| Document excerpt |
────────────────────────────────────────
Published April 2002 by Penguin Publishing Group
Source: finally pulled this one off of my bookshelf
When an infected bolt of cloth carries plague from London to an isolated village, a housemaid named Anna Frith emerges as an unlikely heroine and healer. Through Anna's eyes we follow the story of the fateful year of 1666, as she and her fellow villagers confront the spread of disease and superstition. As death reaches into every household and villagers turn from prayers to murderous witch-hunting, Anna must find the strength to confront the disintegration of her community and the lure of illicit love. As she struggles to survive and grow, a year of catastrophe becomes instead annus mirabilis, a "year of wonders." Inspired by the true story of Eyam, a village in the rugged hill country of England, Year of Wonders is a richly detailed evocation of a singular moment in history.
I recently shocked a friend by confessing to not having read this book yet. She insisted that I needed to do so sooner rather than later. It just so happened that I had a break between library books and books I needed to read for review shortly afterward and decided it was time. I mean, who wouldn’t want to read a book about the plague during a global pandemic?
A couple of years ago, I went to hear Geraldine Brooks speak and I was so impressed with her and her desire to focus her writings on the people whose voices haven’t been heard. In this case, it was the people of the village of Eyams, England who self-quarantined themselves in 1665-1666 when the plague began to ravage their town. She came across the story, while out for a stroll while living in England, when she came across a sign to the “Plague Village.” Her research into the time period and what happened in Eyams is, no doubt thorough and she paints a bleak picture of the countryside and an even bleaker picture of how the village might have suffered.
────────────────────────────────────────
| Information provided |

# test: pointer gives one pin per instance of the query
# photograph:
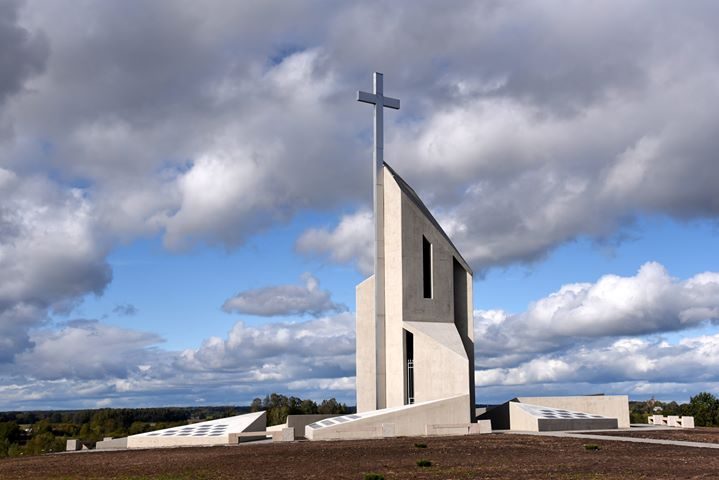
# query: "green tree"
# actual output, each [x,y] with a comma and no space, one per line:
────────────────────────────────────────
| Work item A |
Based on the review of Year of Wonders, decide whether each statement agrees with the text, answering yes or no and quoting the words that settle it. (i) The book came out from Penguin Publishing Group in April 2002. (ii) Anna Frith is a schoolteacher. (iii) The reviewer's friend urged reading the book soon.
| Work item B |
In the review of Year of Wonders, what did Geraldine Brooks come across on a stroll while living in England?
| Work item C |
Write the next part of the review of Year of Wonders, starting after its last sentence.

| Task output A |
(i) Yes: "Published April 2002 by Penguin Publishing Group"
(ii) No: "a housemaid named Anna Frith"
(iii) Yes: "She insisted that I needed to do so sooner rather than later."

| Task output B |
A sign to the "Plague Village."

| Task output C |
For most of the book, I thought Brooks did a fantastic job using her research to show us what life would have been like in late 17th-century rural England without overwhelming us with detail. There is one mining scene that I thought Brooks dragged out too long for dramatic purposes. Other reviewers felt like she might have done the same thing with descriptions of the dying, especially when she's writing about characters we hadn't yet met. But I felt that was necessary for readers to understand the horror of the disease and the toll it took on this particular village, and on Anna. The book is bleak, as it should be, and filled with the kinds of events you might imagine happening when uneducated people are under so much stress.
But I have to agree with the reviewers that had major problems with the end of the book, specifically the last 50 pages or so. Suddenly characters we thought we knew are acting in ways completely out of character and Brooks includes events that truly do seem to have been added strictly for dramatic effect but which don't add to the story of what happened to the villagers. I certainly did want Anna to live happily ever after but the way Brooks got her there didn't seem to fit with the rest of the book at all.
After I saw Brooks speak, I came away really wanting to love her books. I'd certainly been a fan of her People of the Book but I was kept from loving that one because the modern story line, that included a romance, just didn't impress in the same way that the historical pieces did. I'm not giving up on Brooks; even a book with issues is worth reading. But I so hope that one day she'll write the book that impresses all the way through.